The critics said that the court, in resurrecting the 160-year-old law that bans all abortions except to save the mother’s life, was forcing a 19th-century morality onto a fast-growing state that is trying to sell itself as a hub of renewable energy, battery manufacturing and live-and-let-live tolerance.


“Leave it up to the female,” said Maverick Williams, 25, a retail manager who was walking his dog in the conservative Anthem neighborhood on the northern edge of Phoenix. “It’s her body, then she needs to decide.”


Although the court’s decision is on hold for now, Democrats in Phoenix wasted no time Tuesday in blaming former President Donald Trump for gutting abortion in Arizona and other states by nominating the Supreme Court justices who were instrumental in overturning Roe v. Wade. They predicted an election-year backlash against Republicans, citing recent ballot measures in conservative-leaning states like Kansas and Ohio that enshrined abortion protections into law.


But voters like Williams suggested that it might not be so simple in this closely divided desert battleground. Although he opposed the state court’s abortion decision, he said he was more worried about the rising cost of living, and he called President Joe Biden too old and unfit to serve another term. He said he would vote for Trump.


Arizona has traditionally voted Republican, but the state flipped for Biden in 2020 by a margin of about 10,000 votes. Two years later, Democrats won campaigns for governor and attorney general with campaigns that highlighted their support for abortion rights.


Outside a nearby grocery store, Nicki Auchter and her husband, Scott, expressed misgivings about both the abortion decision and Democrats. As they filled up water jugs for a soccer game, they said they personally opposed abortion but did not agree with the 1864 ban because it had no exceptions for rape or incest.


“I’m pretty pro-life, but I think it should be the woman’s choice,” said Scott Auchter, 42, who is an operations manager for a construction company. “It’s her body.”


Still, Nicki Auchter said their top priority this election year was not abortion. It was “to get Biden out of office.” They said they worried more about the national debt, the soaring price of their insurance and the record number of asylum-seekers crossing the U.S.-Mexico border.


Several Republican politicians rushed to distance themselves from the ruling Tuesday and said they supported repealing the 1864 law in favor of an existing 15-week abortion ban. But Cathi Herrod, president of the Center for Arizona Policy Action and one of Arizona’s most prominent anti-abortion activists, praised the ruling and said it would protect “the humanity of the unborn child.”

* Entries provided *
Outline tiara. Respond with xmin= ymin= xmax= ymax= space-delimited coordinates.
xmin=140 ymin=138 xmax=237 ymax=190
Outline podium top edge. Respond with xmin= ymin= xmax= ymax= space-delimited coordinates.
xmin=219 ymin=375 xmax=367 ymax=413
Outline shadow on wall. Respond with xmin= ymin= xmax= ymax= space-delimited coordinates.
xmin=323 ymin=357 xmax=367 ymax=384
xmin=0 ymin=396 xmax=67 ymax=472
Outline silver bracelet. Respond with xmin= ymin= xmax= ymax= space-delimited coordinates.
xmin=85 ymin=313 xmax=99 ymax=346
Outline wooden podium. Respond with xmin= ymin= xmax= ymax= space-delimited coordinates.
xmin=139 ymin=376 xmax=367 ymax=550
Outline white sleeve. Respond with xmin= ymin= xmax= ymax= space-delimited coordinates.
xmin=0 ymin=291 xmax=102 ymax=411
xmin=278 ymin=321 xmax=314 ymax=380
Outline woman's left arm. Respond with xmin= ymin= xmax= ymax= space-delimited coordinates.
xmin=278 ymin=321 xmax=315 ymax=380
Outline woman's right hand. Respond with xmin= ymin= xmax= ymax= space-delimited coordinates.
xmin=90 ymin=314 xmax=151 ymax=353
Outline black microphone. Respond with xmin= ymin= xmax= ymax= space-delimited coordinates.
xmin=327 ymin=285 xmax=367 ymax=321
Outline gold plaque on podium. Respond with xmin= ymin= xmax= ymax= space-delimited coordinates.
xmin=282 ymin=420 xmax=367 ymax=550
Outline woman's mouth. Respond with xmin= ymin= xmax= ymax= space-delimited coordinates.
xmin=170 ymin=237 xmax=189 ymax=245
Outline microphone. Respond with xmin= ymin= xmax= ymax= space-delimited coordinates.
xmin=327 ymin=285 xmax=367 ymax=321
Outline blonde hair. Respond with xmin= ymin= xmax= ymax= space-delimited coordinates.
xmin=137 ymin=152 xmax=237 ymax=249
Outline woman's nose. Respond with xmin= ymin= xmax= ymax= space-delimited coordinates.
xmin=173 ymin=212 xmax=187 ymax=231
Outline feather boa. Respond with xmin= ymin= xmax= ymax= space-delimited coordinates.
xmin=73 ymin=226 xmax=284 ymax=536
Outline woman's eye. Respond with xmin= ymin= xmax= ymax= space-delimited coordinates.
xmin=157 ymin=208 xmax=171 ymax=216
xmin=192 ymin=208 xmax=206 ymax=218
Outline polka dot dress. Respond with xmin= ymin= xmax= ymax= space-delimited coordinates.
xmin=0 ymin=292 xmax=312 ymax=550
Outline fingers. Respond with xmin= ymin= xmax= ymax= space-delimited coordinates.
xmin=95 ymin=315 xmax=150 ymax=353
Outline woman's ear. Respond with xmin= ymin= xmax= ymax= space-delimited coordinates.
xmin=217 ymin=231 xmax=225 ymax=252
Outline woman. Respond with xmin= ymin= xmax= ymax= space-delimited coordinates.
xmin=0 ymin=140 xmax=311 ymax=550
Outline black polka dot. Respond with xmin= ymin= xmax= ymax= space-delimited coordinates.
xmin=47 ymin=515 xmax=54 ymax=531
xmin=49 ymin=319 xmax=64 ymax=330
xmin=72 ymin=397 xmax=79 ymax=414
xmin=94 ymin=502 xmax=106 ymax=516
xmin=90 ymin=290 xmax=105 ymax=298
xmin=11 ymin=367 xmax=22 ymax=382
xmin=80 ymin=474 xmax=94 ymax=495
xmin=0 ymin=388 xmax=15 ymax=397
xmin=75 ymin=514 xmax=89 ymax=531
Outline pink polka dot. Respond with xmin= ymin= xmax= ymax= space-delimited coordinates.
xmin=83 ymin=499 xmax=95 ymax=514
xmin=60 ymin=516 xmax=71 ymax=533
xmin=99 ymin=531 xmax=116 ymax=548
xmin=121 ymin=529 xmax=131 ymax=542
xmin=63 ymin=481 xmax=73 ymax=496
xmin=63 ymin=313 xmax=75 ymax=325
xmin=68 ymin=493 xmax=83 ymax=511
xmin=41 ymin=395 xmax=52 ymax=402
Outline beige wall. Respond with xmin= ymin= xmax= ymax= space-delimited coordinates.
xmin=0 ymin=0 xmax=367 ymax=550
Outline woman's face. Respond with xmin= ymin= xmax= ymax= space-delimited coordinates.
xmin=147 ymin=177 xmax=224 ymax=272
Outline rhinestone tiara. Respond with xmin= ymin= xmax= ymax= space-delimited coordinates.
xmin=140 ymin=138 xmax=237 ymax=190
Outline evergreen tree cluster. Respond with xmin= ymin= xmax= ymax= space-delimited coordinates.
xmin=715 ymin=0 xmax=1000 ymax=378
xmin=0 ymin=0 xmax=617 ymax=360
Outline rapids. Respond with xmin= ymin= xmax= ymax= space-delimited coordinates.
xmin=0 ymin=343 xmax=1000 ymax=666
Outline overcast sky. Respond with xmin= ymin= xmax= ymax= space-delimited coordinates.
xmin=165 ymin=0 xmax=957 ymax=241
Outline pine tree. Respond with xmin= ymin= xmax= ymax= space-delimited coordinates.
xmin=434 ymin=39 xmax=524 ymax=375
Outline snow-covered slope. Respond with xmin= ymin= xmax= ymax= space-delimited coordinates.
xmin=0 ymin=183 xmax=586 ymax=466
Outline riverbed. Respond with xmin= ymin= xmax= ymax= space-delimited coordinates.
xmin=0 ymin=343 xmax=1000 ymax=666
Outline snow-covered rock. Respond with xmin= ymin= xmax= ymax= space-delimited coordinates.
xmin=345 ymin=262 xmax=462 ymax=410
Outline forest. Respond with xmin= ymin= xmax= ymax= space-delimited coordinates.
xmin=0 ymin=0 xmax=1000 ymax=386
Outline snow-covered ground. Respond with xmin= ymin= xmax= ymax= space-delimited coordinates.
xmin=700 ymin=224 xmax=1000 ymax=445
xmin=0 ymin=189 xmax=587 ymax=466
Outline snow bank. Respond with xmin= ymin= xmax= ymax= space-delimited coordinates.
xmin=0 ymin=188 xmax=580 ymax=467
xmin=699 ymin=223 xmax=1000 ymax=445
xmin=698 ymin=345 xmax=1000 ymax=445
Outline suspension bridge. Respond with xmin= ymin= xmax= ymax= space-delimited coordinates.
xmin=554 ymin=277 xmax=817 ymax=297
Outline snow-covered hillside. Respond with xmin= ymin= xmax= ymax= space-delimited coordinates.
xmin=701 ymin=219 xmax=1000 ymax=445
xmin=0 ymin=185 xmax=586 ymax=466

* The task *
Please answer these questions from the Arizona abortion text:
1. How old is the law the court resurrected?
2. By about how many votes did Biden win Arizona in 2020?
3. What is Scott Auchter's job?

* Response to the exercise *
1. About 160 years old.
2. About 10,000 votes.
3. He is an operations manager for a construction company.